--- SOURCE INFORMATION ---
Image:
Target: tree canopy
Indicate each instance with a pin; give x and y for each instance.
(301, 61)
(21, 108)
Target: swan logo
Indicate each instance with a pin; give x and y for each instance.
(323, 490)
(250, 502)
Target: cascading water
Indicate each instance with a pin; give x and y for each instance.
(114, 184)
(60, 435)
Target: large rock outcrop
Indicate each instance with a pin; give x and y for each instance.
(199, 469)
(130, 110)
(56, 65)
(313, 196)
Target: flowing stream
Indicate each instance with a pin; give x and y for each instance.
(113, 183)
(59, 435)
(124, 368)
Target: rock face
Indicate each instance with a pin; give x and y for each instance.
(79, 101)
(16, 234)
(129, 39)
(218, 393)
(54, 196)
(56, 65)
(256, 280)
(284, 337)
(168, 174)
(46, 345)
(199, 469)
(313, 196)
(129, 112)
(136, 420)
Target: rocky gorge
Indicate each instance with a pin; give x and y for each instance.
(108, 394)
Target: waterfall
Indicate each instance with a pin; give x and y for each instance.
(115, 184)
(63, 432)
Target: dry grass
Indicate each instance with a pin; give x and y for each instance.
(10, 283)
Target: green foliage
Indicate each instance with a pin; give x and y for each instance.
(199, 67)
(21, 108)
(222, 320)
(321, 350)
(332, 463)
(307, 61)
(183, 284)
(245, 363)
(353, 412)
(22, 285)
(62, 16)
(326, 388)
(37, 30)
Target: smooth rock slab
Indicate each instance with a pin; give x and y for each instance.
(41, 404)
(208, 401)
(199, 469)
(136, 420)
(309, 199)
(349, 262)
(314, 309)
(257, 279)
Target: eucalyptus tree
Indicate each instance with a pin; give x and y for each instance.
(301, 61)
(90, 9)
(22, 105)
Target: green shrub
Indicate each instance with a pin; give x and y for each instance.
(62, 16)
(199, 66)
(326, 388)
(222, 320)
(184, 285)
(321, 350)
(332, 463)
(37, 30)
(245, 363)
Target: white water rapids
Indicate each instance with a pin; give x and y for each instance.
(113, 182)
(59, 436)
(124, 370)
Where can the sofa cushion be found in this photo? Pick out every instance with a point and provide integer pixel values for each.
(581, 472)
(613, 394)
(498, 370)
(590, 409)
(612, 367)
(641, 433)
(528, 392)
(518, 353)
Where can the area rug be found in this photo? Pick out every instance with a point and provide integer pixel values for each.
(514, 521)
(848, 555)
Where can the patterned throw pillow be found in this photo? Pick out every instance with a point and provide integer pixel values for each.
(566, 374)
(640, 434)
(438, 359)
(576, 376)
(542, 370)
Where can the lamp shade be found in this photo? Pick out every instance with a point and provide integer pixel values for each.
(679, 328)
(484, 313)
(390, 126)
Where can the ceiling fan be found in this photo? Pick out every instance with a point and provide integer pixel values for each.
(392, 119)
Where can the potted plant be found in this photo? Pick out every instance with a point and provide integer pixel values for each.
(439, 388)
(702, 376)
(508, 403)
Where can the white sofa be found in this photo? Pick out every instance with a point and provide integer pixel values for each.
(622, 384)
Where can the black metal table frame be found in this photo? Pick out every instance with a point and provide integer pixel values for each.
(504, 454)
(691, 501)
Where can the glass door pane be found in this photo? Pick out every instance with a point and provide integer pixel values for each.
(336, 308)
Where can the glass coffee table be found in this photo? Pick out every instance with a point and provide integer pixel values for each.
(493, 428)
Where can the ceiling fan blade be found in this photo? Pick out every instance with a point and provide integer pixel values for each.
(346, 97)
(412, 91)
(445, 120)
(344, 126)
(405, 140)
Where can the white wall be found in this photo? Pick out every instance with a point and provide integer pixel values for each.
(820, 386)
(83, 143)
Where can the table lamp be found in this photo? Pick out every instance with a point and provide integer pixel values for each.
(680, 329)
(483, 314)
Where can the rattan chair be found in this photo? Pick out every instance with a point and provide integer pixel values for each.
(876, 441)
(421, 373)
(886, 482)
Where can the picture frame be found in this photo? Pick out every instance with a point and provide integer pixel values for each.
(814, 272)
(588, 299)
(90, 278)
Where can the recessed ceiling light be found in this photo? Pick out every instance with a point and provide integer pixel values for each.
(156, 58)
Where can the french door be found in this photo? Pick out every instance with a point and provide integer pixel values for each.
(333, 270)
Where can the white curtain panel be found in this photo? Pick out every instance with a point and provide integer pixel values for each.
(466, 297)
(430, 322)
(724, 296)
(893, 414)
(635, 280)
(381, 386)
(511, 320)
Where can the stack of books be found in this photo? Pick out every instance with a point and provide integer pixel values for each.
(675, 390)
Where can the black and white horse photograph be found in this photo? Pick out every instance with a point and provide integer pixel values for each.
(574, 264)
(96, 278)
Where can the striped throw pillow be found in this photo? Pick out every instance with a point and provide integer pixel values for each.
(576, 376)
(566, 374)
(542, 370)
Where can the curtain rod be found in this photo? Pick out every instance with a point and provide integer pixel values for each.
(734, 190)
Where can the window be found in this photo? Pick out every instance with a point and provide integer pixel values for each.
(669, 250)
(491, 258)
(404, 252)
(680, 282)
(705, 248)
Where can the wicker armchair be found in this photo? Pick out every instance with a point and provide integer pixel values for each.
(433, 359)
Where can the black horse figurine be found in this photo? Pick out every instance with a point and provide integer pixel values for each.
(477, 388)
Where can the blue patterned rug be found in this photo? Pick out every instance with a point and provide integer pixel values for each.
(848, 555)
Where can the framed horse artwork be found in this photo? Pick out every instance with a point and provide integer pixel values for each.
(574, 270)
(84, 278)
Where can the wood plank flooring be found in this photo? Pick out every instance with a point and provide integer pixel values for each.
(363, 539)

--- TASK PROMPT ---
Using the data above, show each line where "tree" occurs.

--- ANSWER TO THE PROBLEM ---
Target: tree canopy
Target: eucalyptus tree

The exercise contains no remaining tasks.